The two front-runners are the incumbent president, Boris Tadic, seen as a pro-Western reformer, and Tomislav Nikolic, a hard-line ultranationalist whose party chairman is standing trial on war crimes charges at an international court in The Hague.

Nikolic is ahead of Tadic in most polls, but none of the nine candidates is expected to win the more than 50% of the vote necessary to avoid a runoff. A second round with the two top vote-getters would be held Feb. 3.

Nikolic appeals to a strong strain of Serbian nationalism, especially among those who believe their country has been mistreated by a vengeful West still punishing it for the deeds of the late strongman Slobodan Milosevic.

His political foes, however, fear that he would push Serbia deeper into pariah status, away from the West and into further isolation.

Tadic, by contrast, emphasizes a future for Serbia as part of the European Union and the North Atlantic Treaty Organization.

"In this ballot, Serbia will decide whether it moves toward a European future, bravely and against all temptations, or slides back into the past," Tadic told thousands of supporters at a final election rally in Belgrade, the capital.

Nikolic said in one of his final campaign appearances that he was willing to cooperate with Europe, "but only on equal footing."

Nikolic, 55, is deputy head of the Serbian Radical Party; its founder and president, Vojislav Seselj, is standing trial on charges of crimes against humanity allegedly committed during the wars in which Bosnia-Herzegovina and Croatia seceded from what was then a Serbia-dominated Yugoslavia.
◆ ◆ ◆
▶ **TASK LIST**:
[1] In the article on Serbia's presidential election, on what date would a second round between the two top vote-getters be held?
[2] Continue the article on Serbia's presidential election from the point where it stops.

▶ **DATASET ENTRIES**:
◆ ◆ ◆
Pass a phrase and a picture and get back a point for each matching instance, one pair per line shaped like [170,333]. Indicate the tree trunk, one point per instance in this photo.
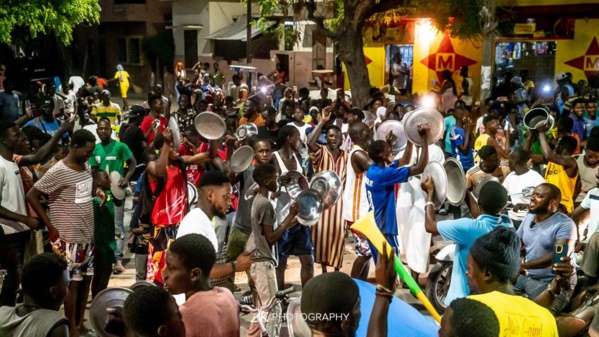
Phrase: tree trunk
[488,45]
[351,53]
◆ ◆ ◆
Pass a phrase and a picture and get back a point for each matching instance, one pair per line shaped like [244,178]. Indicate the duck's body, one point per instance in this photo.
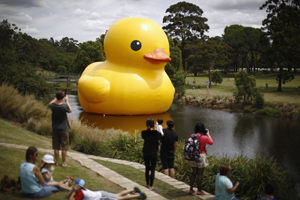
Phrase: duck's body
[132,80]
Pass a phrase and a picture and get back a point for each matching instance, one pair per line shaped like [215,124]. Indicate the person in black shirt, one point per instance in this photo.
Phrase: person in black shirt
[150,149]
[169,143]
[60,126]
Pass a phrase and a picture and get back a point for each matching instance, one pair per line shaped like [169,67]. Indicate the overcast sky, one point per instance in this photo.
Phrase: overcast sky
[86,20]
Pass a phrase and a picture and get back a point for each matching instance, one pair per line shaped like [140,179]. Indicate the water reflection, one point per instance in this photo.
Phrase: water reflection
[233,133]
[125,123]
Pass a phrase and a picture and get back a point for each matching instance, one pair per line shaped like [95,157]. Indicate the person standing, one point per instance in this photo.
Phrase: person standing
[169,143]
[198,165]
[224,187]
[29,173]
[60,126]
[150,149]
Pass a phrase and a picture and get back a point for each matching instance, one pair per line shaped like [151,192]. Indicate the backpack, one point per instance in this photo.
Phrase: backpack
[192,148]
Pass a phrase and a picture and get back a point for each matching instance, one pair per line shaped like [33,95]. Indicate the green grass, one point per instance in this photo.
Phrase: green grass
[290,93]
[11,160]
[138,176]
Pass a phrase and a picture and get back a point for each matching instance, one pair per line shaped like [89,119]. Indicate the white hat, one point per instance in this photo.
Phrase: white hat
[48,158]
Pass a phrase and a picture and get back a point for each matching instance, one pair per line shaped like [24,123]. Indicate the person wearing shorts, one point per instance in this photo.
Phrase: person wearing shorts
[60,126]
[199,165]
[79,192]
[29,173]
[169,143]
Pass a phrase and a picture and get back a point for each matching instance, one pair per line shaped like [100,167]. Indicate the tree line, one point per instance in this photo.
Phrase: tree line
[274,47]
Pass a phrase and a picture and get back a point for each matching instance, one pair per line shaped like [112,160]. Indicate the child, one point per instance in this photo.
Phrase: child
◆ ◆ ◆
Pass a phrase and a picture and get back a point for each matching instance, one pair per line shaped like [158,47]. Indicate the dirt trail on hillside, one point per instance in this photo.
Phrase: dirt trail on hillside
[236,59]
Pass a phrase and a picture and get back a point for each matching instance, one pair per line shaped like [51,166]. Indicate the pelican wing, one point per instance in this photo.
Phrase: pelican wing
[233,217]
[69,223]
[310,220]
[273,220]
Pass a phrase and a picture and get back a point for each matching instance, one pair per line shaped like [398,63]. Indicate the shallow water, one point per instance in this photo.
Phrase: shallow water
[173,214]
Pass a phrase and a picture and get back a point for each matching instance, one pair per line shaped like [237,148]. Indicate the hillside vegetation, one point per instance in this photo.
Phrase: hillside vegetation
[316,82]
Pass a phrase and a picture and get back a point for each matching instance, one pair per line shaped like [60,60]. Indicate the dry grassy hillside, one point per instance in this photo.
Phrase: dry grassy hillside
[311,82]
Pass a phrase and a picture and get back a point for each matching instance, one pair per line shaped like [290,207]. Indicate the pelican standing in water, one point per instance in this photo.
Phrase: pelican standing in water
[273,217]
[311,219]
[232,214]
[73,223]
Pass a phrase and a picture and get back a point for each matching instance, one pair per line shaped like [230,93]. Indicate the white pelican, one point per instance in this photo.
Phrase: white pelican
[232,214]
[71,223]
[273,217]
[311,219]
◆ ◆ ◆
▶ **ANSWER LIST**:
[1] Feb. 3

[2]
Nikolic fought in Croatia in 1991 and 1992 with a notorious Serbian paramilitary unit under the command of the Yugoslav army, but his party denies that he was involved in war crimes.

A letter purportedly written by Seselj from his cell was read at Nikolic's campaign rallies; in it, he calls on voters to turn out for one of Serbia's most important political battles ever, "a matter of survival."

Although Nikolic sought to soften his rhetoric in interviews and public appearances in Belgrade, his rallies across the country showed what many believe to be his true colors.

He vowed to "fight like a lion" to preserve Serbia's national integrity by holding on to Kosovo and using the Serbian police and army to drive out the "occupying" forces of the United Nations and the U.S.

"While those who mercilessly speak about European and world standards are getting richer by the day, Serbia is sinking into hopelessness and desperation," Nikolic said at the rally during which he accepted his party's nomination.

"We are not just at the edge of biological survival of the Serbian nation, but being humiliated every day we lose faith in the salvation."

And speaking to Serbs in Kosovo, in the town of Kosovska Mitrovica in the province's north, he declared that there "is no Serbia without Kosovo."

Tadic, 50, who has served as president for 3 1/2 years alongside a coalition government led by the more conservative Prime Minister Vojislav Kostunica, heads the Democratic Party.

Though considered a democratic modernizer, Tadic has used his campaign to attempt to appeal to more centrist nationalists as a way to broaden his voter base.

He has wrapped himself in the flag of Serbia, which has appeared prominently in his rallies, under his campaign slogan, "For a Strong and Stable Serbia."

Tadic's critics accuse him of weakening Serbia by downsizing its army and selling out to the West. To counter that, he has vowed repeatedly that Belgrade will never accept the independence of Kosovo. But, in contrast to Nikolic, he emphasizes that the country will use "all democratic means, legal arguments and diplomacy, and will not resort to war and violence."

Tadic has said that putting the Radicals in power would undermine Serbia's progress since Milosevic was ousted in 2000, after a tumultuous decade in which he led his country through devastating wars. The Serbian Radical Party routinely backed Milosevic in what they portrayed as a fight to promote a Greater Serbia.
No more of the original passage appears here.